SUPPLIED INFORMATION =
-.-.-

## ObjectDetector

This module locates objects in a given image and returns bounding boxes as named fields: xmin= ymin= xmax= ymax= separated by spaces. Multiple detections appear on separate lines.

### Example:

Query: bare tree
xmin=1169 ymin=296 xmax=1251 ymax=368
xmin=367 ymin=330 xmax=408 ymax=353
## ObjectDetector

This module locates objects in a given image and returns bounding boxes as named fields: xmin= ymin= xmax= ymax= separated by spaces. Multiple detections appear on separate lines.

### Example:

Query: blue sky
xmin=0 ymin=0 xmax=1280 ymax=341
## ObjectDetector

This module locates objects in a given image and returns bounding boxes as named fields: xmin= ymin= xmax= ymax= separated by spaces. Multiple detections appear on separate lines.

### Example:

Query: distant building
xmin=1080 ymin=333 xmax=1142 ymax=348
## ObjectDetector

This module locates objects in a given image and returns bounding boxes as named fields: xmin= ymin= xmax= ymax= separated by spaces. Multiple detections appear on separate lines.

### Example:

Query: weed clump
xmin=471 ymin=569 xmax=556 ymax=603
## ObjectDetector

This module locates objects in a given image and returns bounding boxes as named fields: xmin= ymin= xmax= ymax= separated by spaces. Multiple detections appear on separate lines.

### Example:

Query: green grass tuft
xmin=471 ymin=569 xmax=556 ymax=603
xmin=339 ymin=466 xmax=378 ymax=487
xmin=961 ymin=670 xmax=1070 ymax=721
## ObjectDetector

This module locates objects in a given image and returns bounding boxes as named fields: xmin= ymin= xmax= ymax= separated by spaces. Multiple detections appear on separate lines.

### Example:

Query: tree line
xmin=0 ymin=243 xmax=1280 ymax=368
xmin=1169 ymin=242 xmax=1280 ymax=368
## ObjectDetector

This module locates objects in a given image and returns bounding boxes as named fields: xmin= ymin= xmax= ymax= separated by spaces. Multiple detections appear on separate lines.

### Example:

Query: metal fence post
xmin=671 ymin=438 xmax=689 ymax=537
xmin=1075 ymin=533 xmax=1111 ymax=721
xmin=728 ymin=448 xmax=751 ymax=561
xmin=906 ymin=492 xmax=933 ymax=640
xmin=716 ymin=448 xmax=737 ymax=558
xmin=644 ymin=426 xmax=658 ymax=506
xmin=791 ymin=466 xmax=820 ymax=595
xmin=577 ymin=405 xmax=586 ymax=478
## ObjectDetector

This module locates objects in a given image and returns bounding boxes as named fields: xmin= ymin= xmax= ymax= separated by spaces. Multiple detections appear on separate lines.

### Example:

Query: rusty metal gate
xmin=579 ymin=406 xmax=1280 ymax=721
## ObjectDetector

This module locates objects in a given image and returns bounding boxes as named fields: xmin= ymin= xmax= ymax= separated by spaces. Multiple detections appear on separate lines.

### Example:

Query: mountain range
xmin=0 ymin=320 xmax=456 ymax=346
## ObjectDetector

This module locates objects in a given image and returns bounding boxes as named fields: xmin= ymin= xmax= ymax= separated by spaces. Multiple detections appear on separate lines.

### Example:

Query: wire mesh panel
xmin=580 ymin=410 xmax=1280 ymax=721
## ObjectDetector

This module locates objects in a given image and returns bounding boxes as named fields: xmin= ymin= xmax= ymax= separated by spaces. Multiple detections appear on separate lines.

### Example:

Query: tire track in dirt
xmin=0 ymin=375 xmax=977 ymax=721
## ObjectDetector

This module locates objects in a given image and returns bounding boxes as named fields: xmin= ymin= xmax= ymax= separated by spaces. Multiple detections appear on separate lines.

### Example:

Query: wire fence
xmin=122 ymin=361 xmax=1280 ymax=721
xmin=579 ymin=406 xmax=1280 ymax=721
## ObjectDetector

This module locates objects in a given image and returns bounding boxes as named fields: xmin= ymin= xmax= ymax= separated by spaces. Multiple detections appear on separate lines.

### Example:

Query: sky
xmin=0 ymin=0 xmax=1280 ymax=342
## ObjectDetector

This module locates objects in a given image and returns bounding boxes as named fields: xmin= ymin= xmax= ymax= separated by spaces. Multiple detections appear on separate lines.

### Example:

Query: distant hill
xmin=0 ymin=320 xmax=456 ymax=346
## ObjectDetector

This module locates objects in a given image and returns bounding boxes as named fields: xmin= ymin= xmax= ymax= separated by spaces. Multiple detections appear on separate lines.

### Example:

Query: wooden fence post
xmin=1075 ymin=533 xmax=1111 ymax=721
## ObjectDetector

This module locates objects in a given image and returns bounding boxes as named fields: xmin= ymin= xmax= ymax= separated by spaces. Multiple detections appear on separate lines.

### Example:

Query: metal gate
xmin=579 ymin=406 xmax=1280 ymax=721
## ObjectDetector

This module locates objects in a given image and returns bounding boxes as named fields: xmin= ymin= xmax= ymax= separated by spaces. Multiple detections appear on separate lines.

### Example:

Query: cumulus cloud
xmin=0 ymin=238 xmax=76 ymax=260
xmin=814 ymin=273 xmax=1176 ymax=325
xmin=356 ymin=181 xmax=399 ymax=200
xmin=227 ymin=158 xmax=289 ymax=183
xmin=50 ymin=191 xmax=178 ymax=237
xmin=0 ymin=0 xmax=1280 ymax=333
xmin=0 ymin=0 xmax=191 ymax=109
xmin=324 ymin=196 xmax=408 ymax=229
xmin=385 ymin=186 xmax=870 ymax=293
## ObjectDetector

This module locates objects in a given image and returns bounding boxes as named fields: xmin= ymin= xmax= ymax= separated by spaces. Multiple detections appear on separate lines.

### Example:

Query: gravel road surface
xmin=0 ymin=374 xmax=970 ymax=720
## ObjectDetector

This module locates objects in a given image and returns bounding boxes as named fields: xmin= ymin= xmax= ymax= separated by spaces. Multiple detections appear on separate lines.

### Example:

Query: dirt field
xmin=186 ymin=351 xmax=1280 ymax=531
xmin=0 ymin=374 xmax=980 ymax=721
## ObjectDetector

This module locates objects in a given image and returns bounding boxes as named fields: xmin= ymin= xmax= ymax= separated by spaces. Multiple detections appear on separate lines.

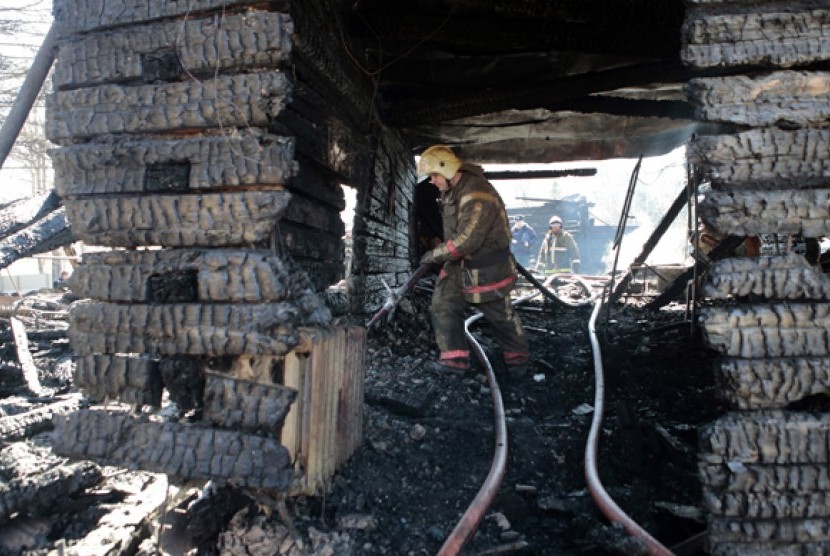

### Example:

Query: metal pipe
xmin=585 ymin=301 xmax=672 ymax=556
xmin=0 ymin=23 xmax=58 ymax=168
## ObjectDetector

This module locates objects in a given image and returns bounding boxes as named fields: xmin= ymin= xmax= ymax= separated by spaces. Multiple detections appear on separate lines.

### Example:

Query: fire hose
xmin=585 ymin=301 xmax=672 ymax=556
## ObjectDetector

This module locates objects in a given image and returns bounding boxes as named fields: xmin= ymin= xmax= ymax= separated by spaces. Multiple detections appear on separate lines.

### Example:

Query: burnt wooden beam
xmin=350 ymin=11 xmax=681 ymax=57
xmin=644 ymin=236 xmax=744 ymax=311
xmin=541 ymin=96 xmax=695 ymax=120
xmin=385 ymin=62 xmax=736 ymax=127
xmin=608 ymin=187 xmax=690 ymax=303
xmin=485 ymin=168 xmax=597 ymax=179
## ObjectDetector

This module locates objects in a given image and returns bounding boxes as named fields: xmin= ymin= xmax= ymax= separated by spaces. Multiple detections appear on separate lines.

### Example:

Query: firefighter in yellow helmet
xmin=418 ymin=145 xmax=529 ymax=378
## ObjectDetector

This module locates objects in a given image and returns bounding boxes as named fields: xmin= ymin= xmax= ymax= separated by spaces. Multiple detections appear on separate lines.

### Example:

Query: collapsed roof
xmin=341 ymin=0 xmax=724 ymax=163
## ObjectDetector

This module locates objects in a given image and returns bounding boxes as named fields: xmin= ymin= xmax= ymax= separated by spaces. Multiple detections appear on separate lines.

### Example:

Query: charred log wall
xmin=682 ymin=0 xmax=830 ymax=555
xmin=47 ymin=0 xmax=384 ymax=494
xmin=278 ymin=0 xmax=415 ymax=311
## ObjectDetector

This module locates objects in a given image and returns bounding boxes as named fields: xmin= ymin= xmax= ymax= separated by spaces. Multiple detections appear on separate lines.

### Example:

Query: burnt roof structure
xmin=339 ymin=0 xmax=720 ymax=163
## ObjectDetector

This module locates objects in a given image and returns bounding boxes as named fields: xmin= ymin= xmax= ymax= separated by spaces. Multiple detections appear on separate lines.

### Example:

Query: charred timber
xmin=46 ymin=71 xmax=291 ymax=145
xmin=66 ymin=189 xmax=291 ymax=247
xmin=204 ymin=373 xmax=297 ymax=436
xmin=0 ymin=442 xmax=102 ymax=522
xmin=700 ymin=411 xmax=830 ymax=465
xmin=715 ymin=357 xmax=830 ymax=410
xmin=49 ymin=133 xmax=297 ymax=197
xmin=69 ymin=301 xmax=308 ymax=355
xmin=0 ymin=207 xmax=71 ymax=268
xmin=701 ymin=303 xmax=830 ymax=358
xmin=0 ymin=395 xmax=82 ymax=441
xmin=688 ymin=128 xmax=830 ymax=189
xmin=54 ymin=10 xmax=294 ymax=90
xmin=384 ymin=63 xmax=728 ymax=127
xmin=703 ymin=253 xmax=830 ymax=300
xmin=74 ymin=355 xmax=162 ymax=407
xmin=681 ymin=1 xmax=830 ymax=68
xmin=53 ymin=410 xmax=294 ymax=490
xmin=53 ymin=0 xmax=289 ymax=35
xmin=699 ymin=189 xmax=830 ymax=237
xmin=685 ymin=71 xmax=830 ymax=129
xmin=72 ymin=249 xmax=299 ymax=303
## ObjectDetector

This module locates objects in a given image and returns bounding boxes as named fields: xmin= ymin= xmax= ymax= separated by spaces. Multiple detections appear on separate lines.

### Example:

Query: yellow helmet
xmin=418 ymin=145 xmax=461 ymax=180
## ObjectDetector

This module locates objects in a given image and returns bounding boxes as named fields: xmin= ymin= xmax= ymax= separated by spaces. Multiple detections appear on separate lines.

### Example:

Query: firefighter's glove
xmin=421 ymin=249 xmax=435 ymax=264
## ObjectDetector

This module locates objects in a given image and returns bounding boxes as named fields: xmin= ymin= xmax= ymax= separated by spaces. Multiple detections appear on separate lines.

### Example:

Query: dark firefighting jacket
xmin=421 ymin=164 xmax=517 ymax=303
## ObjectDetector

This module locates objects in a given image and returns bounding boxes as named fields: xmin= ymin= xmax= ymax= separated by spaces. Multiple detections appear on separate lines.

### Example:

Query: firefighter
xmin=510 ymin=215 xmax=536 ymax=266
xmin=536 ymin=215 xmax=581 ymax=274
xmin=418 ymin=145 xmax=529 ymax=378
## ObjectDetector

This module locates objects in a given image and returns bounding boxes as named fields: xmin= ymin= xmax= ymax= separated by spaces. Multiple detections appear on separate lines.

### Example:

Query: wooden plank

-.-.-

WHAT IS EXPECTED = Pull out every line above that contains the string "wire", and treat uppercase and lowercase letters as different.

SOLUTION TO THE EXERCISE =
Query: wire mesh panel
Query: wire fence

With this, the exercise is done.